▶ **Brief**
Turn every line of the items below into a numbered list, skipping any blank lines. Leave the pictures out of your answer.

--- Start Information supplied ---

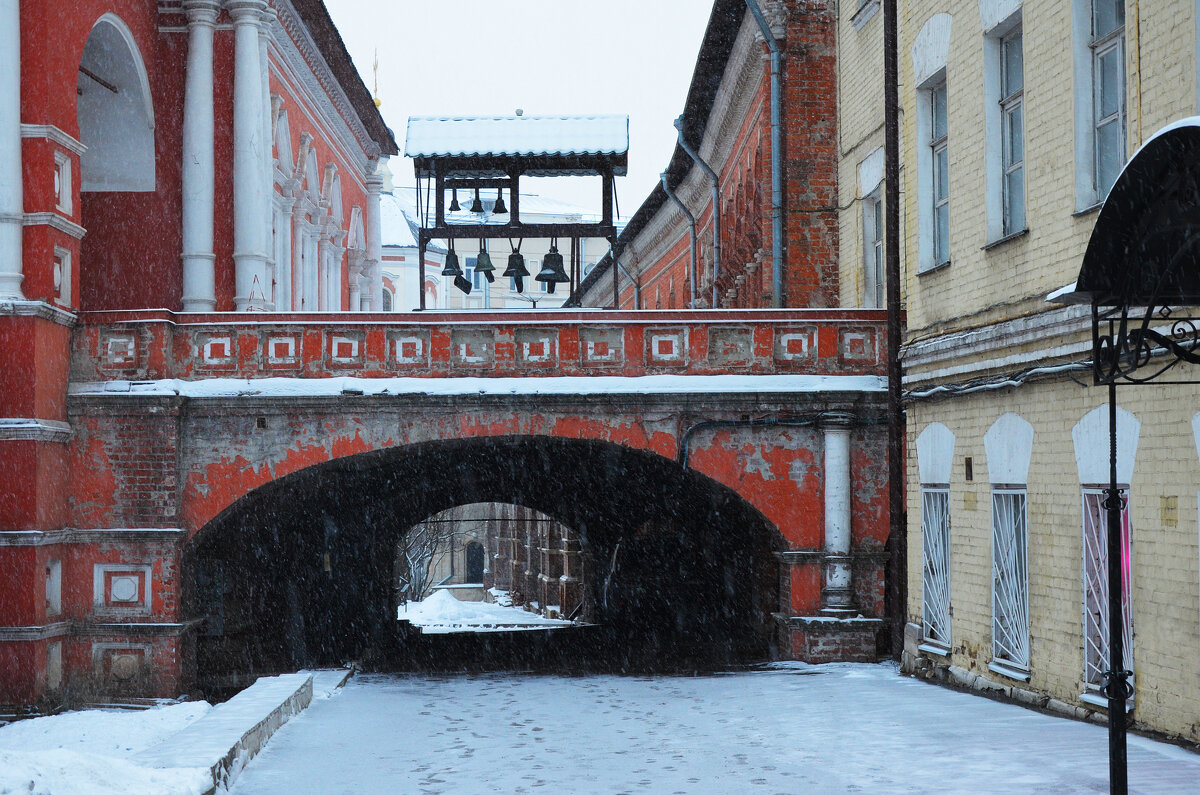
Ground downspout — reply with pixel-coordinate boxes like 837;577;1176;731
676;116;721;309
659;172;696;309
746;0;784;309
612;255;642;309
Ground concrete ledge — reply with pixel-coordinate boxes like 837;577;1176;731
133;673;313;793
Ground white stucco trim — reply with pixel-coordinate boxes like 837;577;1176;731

--- End Information supplied ---

▶ **Answer to this problem**
1. Ground downspout — reply with pixel-coordinate boxes like 837;577;1176;731
2. 676;116;721;309
3. 659;172;696;309
4. 746;0;784;309
5. 612;255;642;309
6. Ground concrete ledge — reply with pixel-coordinate boxes like 837;577;1176;731
7. 133;673;313;793
8. Ground white stucco trim — reply with pixel-coordinate boxes like 837;577;1176;731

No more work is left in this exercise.